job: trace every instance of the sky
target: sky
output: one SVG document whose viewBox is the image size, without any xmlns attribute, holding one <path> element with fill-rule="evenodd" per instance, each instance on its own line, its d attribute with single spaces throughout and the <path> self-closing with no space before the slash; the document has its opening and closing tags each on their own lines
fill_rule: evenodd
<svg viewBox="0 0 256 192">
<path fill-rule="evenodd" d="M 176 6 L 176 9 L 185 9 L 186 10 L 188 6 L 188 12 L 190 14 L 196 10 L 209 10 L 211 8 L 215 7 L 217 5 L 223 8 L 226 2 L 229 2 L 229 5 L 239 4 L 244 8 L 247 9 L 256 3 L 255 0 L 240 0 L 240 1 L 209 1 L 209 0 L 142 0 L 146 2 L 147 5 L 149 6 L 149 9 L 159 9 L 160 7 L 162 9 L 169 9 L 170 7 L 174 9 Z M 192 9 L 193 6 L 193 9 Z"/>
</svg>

==*==

Can you write out every line of the records above again, character for character?

job: trace every instance of the sky
target: sky
output: one SVG document whose viewBox is the image size, without any xmlns attribute, holding one <path> element with fill-rule="evenodd" per instance, each instance on its own line, its d attribute with single spaces throughout and the <path> self-closing with no space before the slash; the document has its opening and closing tags each on their own lines
fill_rule: evenodd
<svg viewBox="0 0 256 192">
<path fill-rule="evenodd" d="M 176 6 L 176 9 L 185 9 L 186 10 L 188 6 L 188 12 L 190 14 L 196 10 L 209 10 L 211 8 L 215 7 L 217 5 L 223 8 L 226 2 L 229 2 L 229 5 L 239 4 L 244 8 L 247 9 L 256 3 L 255 0 L 240 0 L 240 1 L 209 1 L 209 0 L 142 0 L 146 2 L 147 5 L 149 6 L 149 9 L 159 9 L 160 7 L 162 9 L 169 9 L 170 7 L 174 9 Z M 192 9 L 193 6 L 193 9 Z"/>
</svg>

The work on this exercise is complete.